======== Extracted material

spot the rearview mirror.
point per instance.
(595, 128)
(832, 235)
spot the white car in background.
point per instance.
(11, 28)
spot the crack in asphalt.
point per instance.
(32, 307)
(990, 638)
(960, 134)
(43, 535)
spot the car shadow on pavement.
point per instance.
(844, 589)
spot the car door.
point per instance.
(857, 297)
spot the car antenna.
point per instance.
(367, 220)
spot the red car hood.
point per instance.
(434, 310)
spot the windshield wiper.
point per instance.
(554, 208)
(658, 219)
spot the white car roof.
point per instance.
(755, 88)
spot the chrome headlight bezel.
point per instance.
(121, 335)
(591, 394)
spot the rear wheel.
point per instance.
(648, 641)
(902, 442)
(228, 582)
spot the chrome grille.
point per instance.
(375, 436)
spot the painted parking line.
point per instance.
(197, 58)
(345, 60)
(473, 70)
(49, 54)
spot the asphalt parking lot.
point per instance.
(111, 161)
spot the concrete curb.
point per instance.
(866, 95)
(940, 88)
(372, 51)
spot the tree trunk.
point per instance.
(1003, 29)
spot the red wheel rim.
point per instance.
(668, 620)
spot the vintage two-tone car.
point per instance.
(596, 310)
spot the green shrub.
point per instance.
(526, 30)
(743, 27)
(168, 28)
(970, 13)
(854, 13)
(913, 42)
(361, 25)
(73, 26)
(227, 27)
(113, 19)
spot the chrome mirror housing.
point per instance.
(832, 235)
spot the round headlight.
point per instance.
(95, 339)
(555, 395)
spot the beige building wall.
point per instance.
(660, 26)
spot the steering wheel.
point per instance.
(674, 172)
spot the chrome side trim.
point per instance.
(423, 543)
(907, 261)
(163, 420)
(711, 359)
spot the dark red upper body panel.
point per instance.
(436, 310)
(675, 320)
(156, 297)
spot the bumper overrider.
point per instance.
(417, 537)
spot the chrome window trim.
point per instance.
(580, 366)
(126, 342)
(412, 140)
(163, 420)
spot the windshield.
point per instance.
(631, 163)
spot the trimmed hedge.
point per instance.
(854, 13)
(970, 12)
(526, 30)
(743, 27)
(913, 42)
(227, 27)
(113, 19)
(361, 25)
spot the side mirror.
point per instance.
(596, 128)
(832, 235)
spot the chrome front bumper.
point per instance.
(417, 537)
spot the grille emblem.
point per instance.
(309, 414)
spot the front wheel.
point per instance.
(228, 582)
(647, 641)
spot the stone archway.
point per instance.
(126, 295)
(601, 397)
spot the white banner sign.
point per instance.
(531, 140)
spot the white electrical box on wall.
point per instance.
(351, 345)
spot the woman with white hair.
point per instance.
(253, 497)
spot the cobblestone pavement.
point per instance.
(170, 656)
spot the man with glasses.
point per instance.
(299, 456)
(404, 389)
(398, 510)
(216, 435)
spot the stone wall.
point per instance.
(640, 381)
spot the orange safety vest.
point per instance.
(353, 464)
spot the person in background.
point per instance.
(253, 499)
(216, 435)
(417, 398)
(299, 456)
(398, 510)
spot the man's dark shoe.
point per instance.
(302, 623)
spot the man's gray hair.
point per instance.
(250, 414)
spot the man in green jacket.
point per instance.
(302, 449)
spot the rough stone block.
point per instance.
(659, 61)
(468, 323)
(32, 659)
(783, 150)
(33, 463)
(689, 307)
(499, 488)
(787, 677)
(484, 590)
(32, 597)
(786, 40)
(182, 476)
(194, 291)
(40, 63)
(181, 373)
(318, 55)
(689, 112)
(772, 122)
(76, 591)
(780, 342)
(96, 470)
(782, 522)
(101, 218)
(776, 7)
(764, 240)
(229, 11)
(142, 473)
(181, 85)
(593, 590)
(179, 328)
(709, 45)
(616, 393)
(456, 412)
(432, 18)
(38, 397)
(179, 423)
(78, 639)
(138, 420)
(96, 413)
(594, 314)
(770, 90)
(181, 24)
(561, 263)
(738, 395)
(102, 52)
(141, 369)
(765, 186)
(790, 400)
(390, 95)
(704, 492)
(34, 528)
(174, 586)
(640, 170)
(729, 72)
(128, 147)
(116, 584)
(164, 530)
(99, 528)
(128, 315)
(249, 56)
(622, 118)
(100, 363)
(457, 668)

================

• _Short task_
Send back all of the entries exactly, with nothing missing.

• _Output of the task_
spot the rearview mirror.
point per instance.
(595, 128)
(832, 235)
spot the white car in background.
point per instance.
(11, 28)
spot the crack in asphalt.
point per instance.
(32, 307)
(990, 638)
(960, 134)
(43, 535)
spot the car shadow on pavement.
point per instance.
(844, 589)
spot the car door.
point per instance.
(857, 297)
spot the car antenna.
point per instance.
(367, 220)
spot the red car hood.
point per instance.
(434, 310)
spot the windshield wiper.
point per instance.
(554, 208)
(658, 219)
spot the white car roof.
point per instance.
(755, 88)
spot the chrome headlight bezel.
point per instance.
(121, 335)
(591, 394)
spot the rear wheel.
point per instance.
(648, 641)
(902, 442)
(228, 582)
spot the chrome grille.
point per instance.
(375, 436)
spot the painted parking line.
point per instance.
(197, 58)
(345, 60)
(473, 70)
(49, 54)
spot the asphalt parking lot.
point per instance.
(111, 161)
spot the concrete curb.
point per instance.
(866, 95)
(940, 88)
(372, 51)
spot the tree trunk.
point per instance.
(1003, 29)
spot the red wheel rim.
point per instance.
(668, 620)
spot the vintage two-tone car.
point per instance.
(596, 310)
spot the green shrub.
point per instance.
(526, 30)
(743, 27)
(168, 28)
(970, 13)
(854, 13)
(913, 42)
(361, 25)
(73, 26)
(227, 27)
(113, 19)
spot the chrome mirror housing.
point per instance.
(832, 235)
spot the round headlight.
point per instance.
(95, 339)
(555, 395)
spot the beige building wall.
point per instance.
(660, 26)
spot the steering wheel.
point per instance.
(674, 172)
spot the chrome side trim.
point per instance.
(423, 543)
(907, 261)
(163, 420)
(711, 359)
spot the dark red upper body panel.
point per instance.
(436, 310)
(675, 320)
(156, 297)
spot the bumper overrider.
point per instance.
(417, 537)
spot the chrome window trim.
point per instance.
(580, 366)
(126, 342)
(412, 140)
(163, 420)
spot the windshield.
point per instance.
(631, 163)
spot the trimmed hedge.
point per instance.
(854, 13)
(970, 12)
(526, 30)
(743, 27)
(913, 42)
(227, 27)
(113, 19)
(361, 25)
spot the side mirror.
point per instance.
(596, 128)
(832, 235)
spot the chrome front bumper.
point per instance.
(417, 537)
spot the grille emblem.
point per instance.
(309, 414)
spot the front wheel.
point per instance.
(228, 582)
(647, 641)
spot the stone archway.
point per instance.
(126, 295)
(601, 397)
spot the white banner sign.
point per instance.
(531, 140)
spot the white electrical box on wall.
point per instance.
(351, 345)
spot the woman with white hair.
point per instance.
(253, 497)
spot the cobblestone pavement.
point per instance.
(170, 656)
spot the man with glasses.
point per instance.
(299, 456)
(404, 389)
(398, 510)
(216, 435)
spot the stone wall.
point per instance.
(640, 381)
spot the orange safety vest.
point per instance.
(353, 464)
spot the person in background.
point per instance.
(253, 499)
(216, 435)
(417, 398)
(299, 456)
(398, 510)
spot the man's dark shoe.
point per instance.
(302, 623)
spot the man's gray hair.
point per instance.
(250, 414)
spot the man in green jacket.
point per instance.
(302, 449)
spot the rough stone block.
point per instance.
(659, 61)
(468, 323)
(32, 659)
(783, 150)
(33, 463)
(689, 307)
(499, 488)
(787, 677)
(484, 590)
(32, 597)
(786, 40)
(182, 476)
(194, 291)
(40, 63)
(181, 373)
(318, 55)
(689, 112)
(772, 122)
(76, 591)
(780, 342)
(96, 470)
(782, 522)
(101, 218)
(776, 7)
(764, 240)
(229, 11)
(142, 473)
(181, 85)
(593, 590)
(179, 328)
(709, 45)
(616, 393)
(456, 412)
(432, 18)
(38, 397)
(179, 423)
(78, 639)
(138, 420)
(96, 413)
(594, 314)
(770, 90)
(181, 24)
(561, 263)
(738, 395)
(102, 52)
(141, 369)
(765, 186)
(790, 400)
(390, 95)
(704, 492)
(34, 528)
(174, 586)
(640, 170)
(729, 72)
(128, 147)
(116, 584)
(164, 530)
(99, 528)
(128, 315)
(249, 56)
(622, 118)
(100, 363)
(457, 668)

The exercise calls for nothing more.